#### [Brontekst]
• • • • •

Komkommer, (Cucumis sativus), kruipende plant uit de kalebassenfamilie (Cucurbitaceae), op grote schaal geteeld om zijn eetbare vruchten. De voedingswaarde van de komkommer is laag, maar zijn delicate smaak maakt hem populair voor salades en relishes. Kleine vruchten worden vaak ingemaakt. De komkommer kan worden geteeld in frames of op latwerk in kassen in koele klimaten en wordt geteeld als een veldgewas en in tuinen in warmere gebieden.

• • • • •

#### [Getoonde items]
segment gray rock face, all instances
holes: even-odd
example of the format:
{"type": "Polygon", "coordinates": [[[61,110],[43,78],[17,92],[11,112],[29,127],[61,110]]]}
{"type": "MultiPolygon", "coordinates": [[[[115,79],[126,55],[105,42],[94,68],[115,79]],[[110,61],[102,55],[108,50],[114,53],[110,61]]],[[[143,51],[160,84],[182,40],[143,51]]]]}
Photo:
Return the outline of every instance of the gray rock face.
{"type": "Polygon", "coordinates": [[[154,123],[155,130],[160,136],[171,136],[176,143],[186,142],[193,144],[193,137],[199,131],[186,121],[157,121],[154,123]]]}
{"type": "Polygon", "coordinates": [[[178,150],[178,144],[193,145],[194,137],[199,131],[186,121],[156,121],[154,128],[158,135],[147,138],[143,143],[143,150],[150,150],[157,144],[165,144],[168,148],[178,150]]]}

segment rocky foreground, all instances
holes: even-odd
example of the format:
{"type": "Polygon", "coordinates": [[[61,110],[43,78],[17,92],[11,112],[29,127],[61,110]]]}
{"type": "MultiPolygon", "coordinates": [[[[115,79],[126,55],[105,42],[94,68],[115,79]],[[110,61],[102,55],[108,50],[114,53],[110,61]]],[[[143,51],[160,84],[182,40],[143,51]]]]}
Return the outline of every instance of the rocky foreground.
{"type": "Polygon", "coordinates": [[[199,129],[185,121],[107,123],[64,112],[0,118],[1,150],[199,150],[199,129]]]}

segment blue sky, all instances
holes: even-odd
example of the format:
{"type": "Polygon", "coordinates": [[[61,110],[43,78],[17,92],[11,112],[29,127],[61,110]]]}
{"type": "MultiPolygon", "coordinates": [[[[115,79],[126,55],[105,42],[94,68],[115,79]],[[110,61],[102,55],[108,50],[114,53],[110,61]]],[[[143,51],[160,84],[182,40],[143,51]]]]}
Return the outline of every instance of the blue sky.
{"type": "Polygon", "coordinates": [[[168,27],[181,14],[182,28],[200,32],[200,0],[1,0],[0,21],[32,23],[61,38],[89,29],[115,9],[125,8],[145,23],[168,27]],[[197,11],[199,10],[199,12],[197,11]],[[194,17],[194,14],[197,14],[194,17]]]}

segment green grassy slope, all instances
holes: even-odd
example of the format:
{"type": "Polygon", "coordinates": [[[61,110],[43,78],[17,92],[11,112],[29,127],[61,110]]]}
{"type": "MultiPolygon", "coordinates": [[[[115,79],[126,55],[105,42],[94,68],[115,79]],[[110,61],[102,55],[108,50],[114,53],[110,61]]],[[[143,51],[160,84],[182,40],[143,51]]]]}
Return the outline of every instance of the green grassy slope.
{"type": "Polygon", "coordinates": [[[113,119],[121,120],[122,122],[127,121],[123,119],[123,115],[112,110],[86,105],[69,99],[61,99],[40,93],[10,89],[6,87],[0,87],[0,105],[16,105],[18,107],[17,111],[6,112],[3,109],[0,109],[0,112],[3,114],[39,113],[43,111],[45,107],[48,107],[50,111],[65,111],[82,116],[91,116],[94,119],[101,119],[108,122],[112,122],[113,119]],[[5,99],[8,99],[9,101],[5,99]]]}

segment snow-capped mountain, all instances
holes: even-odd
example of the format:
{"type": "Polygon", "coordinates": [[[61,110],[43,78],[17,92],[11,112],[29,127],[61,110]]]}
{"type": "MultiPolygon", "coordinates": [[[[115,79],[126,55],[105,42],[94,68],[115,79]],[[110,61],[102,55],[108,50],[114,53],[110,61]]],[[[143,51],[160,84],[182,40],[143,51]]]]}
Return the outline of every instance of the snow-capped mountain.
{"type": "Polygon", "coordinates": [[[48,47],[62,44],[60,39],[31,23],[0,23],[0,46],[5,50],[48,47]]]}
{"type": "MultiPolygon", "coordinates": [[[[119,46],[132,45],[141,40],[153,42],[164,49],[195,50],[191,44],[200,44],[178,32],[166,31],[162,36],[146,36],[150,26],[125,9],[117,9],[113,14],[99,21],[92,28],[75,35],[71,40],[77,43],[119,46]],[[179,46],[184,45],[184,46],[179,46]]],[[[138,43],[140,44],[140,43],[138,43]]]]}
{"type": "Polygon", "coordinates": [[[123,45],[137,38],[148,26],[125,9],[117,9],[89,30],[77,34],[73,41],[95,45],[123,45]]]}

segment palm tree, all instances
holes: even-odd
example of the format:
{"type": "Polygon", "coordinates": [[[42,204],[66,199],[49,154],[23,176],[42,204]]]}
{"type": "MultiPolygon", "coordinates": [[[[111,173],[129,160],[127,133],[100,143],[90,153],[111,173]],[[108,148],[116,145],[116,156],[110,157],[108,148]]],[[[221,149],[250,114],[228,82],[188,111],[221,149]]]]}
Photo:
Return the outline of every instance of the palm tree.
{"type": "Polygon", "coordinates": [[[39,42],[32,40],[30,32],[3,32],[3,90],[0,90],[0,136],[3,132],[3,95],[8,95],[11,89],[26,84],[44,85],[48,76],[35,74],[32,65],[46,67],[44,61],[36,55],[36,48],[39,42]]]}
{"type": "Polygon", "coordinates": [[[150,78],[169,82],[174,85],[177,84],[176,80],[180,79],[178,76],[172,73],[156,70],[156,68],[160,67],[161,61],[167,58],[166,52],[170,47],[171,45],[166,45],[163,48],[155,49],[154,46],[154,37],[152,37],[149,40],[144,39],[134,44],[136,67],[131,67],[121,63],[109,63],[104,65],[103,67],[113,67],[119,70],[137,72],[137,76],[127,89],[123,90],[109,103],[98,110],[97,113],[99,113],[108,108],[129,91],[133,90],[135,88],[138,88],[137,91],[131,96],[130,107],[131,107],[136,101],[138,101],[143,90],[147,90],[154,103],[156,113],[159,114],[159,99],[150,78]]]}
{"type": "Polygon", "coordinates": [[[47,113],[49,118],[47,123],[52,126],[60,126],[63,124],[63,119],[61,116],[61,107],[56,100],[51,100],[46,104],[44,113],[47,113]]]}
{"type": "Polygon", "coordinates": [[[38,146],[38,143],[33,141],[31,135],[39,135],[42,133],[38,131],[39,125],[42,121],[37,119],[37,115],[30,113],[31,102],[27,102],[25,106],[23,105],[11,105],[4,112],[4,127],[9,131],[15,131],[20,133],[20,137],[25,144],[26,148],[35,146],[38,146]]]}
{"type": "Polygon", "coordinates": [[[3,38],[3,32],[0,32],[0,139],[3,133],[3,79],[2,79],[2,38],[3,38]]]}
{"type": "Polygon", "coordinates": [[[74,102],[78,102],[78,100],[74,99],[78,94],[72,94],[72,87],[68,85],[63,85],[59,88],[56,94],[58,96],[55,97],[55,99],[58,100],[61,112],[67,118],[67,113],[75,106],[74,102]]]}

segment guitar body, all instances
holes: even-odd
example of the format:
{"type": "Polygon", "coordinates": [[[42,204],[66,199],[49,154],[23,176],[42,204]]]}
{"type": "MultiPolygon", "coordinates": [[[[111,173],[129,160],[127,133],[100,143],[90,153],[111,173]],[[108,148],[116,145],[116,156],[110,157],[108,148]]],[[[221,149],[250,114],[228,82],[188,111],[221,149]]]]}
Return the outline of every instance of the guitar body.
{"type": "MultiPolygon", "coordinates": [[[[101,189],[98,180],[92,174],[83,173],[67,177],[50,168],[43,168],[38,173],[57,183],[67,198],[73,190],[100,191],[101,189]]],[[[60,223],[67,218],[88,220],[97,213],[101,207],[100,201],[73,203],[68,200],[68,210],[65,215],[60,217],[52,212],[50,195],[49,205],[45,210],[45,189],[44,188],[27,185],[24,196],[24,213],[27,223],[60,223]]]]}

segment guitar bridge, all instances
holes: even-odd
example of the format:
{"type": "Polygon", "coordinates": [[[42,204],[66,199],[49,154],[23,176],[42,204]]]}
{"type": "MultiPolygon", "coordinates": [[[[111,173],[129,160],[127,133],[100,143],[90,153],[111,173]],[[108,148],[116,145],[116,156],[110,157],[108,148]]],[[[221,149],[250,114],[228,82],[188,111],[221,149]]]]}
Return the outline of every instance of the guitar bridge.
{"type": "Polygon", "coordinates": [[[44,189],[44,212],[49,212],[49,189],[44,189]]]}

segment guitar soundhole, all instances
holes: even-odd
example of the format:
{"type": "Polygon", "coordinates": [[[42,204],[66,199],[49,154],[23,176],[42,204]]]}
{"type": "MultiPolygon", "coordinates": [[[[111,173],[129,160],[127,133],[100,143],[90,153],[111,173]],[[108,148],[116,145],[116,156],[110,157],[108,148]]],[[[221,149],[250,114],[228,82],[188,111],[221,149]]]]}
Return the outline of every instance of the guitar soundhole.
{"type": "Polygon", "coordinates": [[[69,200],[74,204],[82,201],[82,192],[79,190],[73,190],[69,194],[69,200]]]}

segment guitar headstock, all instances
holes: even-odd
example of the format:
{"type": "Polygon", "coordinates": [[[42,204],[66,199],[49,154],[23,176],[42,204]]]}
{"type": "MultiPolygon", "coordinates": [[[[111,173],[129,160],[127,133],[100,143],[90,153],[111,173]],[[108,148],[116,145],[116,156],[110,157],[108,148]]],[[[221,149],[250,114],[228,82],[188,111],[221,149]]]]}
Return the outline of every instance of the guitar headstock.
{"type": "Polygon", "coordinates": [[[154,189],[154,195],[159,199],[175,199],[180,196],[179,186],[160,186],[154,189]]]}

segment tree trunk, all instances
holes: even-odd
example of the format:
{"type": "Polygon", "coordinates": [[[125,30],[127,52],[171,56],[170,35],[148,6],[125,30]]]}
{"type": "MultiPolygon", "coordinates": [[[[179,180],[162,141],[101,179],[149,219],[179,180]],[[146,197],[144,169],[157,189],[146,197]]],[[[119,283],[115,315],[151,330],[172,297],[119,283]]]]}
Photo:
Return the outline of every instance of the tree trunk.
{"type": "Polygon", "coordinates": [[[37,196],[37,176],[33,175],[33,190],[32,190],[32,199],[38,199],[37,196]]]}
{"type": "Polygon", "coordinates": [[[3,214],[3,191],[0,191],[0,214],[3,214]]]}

• • • • •

#### [Uit te voeren taken]
A. Herschrijf in de tekst over de komkommer alles van "Komkommer, (Cucumis sativus), kruipende" tot en met "in warmere gebieden.", maar zet "serres" op de plaats van "kassen".
B. Tot welke plantenfamilie behoort de komkommer volgens de tekst over de komkommer?
C. Schrijf de tekst over de komkommer verder, te beginnen na de laatste zin.

#### [Opgeloste taken]
A.
Komkommer, (Cucumis sativus), kruipende plant uit de kalebassenfamilie (Cucurbitaceae), op grote schaal geteeld om zijn eetbare vruchten. De voedingswaarde van de komkommer is laag, maar zijn delicate smaak maakt hem populair voor salades en relishes. Kleine vruchten worden vaak ingemaakt. De komkommer kan worden geteeld in frames of op latwerk in serres in koele klimaten en wordt geteeld als een veldgewas en in tuinen in warmere gebieden.

B. Tot de kalebassenfamilie (Cucurbitaceae).

C.
De komkommerplant is een tere eenjarige met een ruwe, sappige, slepende stengel. De harige bladeren hebben drie tot vijf spitse lobben, en de stengel draagt vertakte ranken waarmee de plant aan steunen kan worden geleid. De gele bloemen met vijf bloemblaadjes zijn eenslachtig en brengen een soort bes voort die pepo wordt genoemd. De warmtebehoefte is een van de hoogste onder de gewone groenten, en de vruchten kunnen bitter worden als ze aan ongelijke watergiften worden blootgesteld. De planten zijn gevoelig voor een aantal bacteriële en schimmelziekten, waaronder valse meeldauw, anthracnose en Fusarium-verwelking.
De verwante augurk (Cucumis anguria) wordt voornamelijk buiten geteeld om in te maken.